What to produce:
Locate each line in the records below that contains the string "second" and copy those lines in full.

──────── Data for the task ────────

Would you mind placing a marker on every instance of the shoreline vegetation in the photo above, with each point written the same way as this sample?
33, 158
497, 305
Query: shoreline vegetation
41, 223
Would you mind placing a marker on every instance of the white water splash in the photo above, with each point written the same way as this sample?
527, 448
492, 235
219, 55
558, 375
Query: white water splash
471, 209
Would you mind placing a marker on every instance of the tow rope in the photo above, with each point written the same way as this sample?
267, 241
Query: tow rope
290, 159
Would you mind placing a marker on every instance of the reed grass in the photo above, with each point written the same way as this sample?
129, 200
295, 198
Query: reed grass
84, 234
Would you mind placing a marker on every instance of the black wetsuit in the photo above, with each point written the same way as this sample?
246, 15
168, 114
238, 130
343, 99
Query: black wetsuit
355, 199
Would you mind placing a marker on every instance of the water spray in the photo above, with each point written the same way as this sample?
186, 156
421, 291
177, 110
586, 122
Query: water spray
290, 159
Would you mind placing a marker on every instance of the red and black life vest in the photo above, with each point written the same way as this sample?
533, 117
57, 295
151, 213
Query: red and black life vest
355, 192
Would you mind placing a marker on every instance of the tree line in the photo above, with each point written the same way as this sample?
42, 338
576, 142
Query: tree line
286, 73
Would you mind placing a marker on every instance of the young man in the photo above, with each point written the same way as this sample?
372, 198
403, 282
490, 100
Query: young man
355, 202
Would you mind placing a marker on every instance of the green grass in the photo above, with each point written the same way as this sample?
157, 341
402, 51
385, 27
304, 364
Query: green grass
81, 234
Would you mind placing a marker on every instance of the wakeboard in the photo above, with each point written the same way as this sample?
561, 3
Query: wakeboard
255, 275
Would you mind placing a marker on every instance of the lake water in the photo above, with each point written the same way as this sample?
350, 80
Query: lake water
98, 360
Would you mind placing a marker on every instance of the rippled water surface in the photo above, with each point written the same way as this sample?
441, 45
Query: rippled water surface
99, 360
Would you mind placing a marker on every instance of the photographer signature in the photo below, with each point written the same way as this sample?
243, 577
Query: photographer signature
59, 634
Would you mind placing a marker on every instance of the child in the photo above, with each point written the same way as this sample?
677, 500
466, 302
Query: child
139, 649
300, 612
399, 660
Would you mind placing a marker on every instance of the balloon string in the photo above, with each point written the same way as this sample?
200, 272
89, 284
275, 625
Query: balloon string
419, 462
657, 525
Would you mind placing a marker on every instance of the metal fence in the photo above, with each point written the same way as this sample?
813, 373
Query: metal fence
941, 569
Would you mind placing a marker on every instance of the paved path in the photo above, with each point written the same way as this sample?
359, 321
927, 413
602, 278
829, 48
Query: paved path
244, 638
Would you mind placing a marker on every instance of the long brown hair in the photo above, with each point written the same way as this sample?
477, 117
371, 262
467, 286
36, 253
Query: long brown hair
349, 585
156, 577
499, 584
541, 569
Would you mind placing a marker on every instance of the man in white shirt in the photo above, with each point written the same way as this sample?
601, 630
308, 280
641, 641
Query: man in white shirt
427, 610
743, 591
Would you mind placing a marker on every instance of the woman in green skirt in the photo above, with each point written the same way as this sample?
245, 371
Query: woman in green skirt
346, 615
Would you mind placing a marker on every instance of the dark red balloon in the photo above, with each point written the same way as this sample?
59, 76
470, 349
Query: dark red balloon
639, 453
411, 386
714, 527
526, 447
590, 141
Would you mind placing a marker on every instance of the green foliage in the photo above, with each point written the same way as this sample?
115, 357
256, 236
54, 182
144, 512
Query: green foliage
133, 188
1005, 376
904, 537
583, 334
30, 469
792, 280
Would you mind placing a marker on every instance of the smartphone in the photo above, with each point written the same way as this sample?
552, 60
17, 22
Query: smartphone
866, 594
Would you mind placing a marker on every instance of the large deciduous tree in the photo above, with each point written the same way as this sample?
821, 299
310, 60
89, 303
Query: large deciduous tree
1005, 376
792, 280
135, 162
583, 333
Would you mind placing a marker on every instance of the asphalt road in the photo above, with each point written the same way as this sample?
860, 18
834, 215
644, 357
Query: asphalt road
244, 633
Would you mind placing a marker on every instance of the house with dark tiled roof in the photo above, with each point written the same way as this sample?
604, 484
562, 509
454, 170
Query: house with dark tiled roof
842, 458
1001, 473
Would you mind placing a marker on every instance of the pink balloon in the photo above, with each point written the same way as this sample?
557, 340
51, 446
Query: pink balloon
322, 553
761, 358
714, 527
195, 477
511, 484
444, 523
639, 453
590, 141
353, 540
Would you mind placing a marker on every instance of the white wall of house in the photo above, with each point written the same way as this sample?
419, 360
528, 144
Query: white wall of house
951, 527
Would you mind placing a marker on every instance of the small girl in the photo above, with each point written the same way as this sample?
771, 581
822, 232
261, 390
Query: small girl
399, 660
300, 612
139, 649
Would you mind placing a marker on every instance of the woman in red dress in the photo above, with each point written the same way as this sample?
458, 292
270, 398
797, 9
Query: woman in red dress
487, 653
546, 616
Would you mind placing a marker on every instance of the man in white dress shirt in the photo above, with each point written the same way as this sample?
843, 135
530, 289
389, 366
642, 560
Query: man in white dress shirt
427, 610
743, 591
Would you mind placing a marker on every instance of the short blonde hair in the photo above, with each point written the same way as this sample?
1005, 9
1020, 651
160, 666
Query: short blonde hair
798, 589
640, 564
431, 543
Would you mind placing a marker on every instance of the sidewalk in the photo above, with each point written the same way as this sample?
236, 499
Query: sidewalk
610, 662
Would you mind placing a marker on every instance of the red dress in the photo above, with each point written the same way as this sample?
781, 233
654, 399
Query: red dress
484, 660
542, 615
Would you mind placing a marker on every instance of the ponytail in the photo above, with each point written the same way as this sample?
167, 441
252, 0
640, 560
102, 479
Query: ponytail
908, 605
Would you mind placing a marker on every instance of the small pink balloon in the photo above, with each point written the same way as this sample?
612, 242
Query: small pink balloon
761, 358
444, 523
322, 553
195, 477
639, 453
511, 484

────────
──────── Data for the task ────────

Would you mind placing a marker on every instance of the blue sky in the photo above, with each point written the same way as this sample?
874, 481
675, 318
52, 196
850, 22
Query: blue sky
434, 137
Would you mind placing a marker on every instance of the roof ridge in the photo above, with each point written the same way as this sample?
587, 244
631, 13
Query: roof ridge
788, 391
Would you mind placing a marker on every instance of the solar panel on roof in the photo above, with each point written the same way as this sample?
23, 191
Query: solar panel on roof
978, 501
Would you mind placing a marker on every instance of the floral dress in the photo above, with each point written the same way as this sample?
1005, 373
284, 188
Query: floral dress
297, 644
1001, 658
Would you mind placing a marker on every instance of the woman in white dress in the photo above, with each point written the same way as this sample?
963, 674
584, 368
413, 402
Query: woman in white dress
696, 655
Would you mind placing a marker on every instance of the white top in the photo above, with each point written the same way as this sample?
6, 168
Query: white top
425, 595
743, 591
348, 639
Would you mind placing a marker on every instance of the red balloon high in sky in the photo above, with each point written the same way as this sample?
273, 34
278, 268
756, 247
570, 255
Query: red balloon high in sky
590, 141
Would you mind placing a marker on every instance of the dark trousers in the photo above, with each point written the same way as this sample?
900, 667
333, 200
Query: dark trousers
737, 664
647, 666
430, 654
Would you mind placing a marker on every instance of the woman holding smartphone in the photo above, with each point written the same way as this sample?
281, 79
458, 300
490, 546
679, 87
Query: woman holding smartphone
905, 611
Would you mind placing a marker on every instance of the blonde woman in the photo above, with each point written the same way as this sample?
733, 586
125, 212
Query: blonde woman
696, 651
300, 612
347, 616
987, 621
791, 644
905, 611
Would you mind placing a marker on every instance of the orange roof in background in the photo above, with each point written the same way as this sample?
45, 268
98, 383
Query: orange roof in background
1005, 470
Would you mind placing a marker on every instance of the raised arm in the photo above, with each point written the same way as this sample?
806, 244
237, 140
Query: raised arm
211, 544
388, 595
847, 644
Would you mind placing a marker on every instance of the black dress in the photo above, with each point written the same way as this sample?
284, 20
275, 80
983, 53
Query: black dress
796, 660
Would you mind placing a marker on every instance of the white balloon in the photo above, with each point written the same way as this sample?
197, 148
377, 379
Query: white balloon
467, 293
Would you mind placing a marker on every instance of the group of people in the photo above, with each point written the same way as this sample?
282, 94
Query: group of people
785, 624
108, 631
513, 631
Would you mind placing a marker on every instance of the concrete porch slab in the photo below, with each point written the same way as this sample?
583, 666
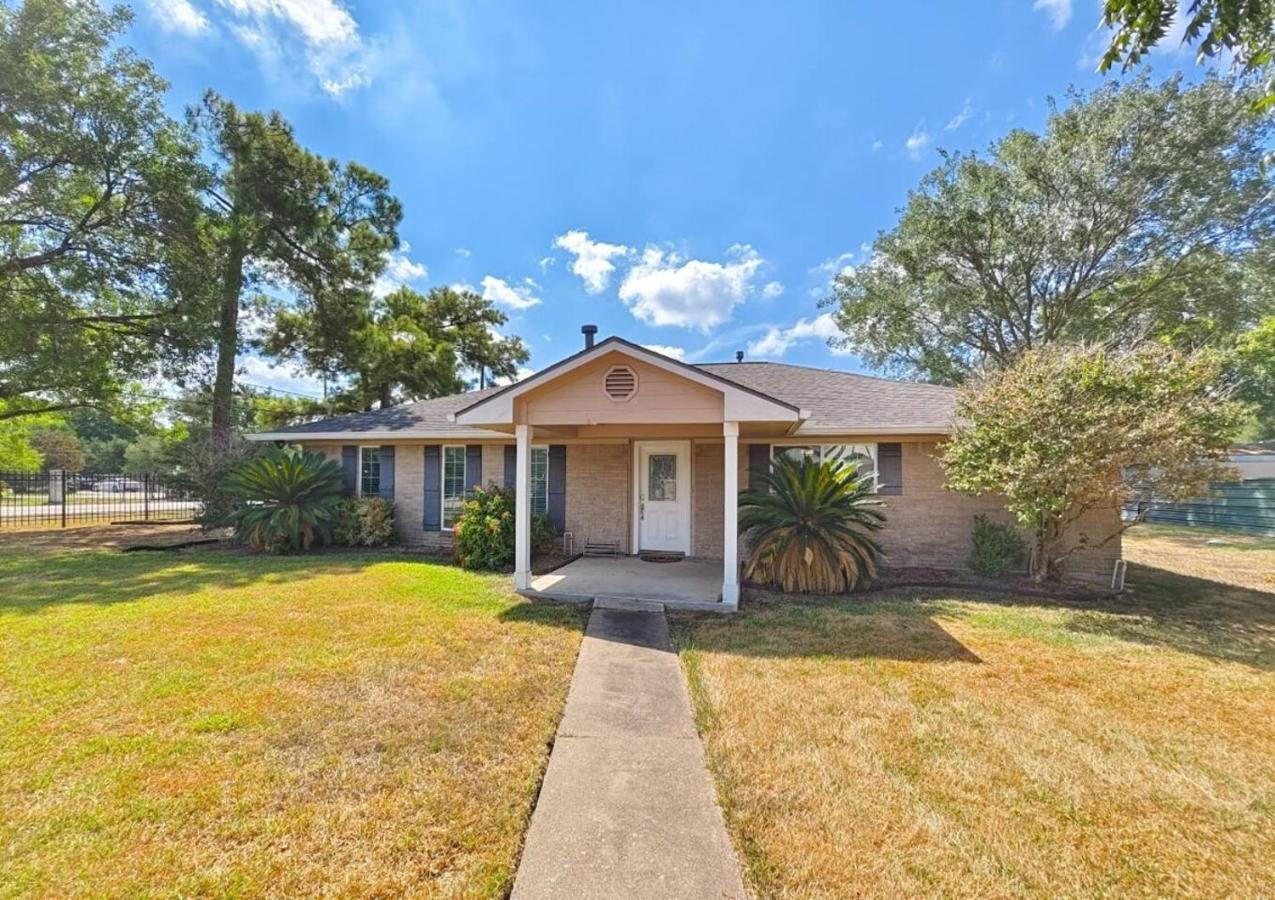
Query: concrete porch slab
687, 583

────────
──────── Data for the task ────────

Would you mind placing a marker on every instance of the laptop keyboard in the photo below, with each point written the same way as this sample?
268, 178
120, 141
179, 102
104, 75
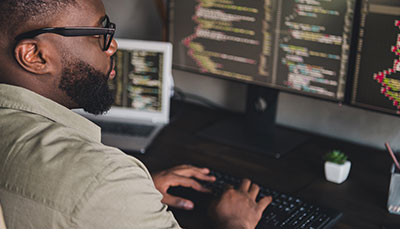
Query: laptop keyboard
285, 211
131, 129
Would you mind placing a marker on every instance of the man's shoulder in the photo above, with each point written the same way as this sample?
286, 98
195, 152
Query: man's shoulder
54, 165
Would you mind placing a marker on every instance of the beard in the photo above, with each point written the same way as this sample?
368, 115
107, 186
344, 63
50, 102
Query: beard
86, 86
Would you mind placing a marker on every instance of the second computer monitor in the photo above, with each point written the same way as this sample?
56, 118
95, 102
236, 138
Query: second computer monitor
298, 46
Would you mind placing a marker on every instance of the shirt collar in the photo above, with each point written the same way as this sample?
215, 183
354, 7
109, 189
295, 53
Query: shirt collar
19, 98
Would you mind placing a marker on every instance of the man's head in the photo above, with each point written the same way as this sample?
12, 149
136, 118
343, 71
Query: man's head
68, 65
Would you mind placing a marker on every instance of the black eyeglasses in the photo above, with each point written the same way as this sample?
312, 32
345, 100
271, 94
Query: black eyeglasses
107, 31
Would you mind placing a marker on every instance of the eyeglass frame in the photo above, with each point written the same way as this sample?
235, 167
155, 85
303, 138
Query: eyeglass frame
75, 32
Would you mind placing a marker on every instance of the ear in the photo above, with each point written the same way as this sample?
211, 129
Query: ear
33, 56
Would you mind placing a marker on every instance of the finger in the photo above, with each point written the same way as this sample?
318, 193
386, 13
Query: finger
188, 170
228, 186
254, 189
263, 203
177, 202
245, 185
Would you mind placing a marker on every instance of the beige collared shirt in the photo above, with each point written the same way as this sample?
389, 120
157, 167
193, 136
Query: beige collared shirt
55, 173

────────

The result:
Would you mind placing a marker on every instance of the second computer monitor in the photo above, with each point written the same way as this sample?
Query: second computer monitor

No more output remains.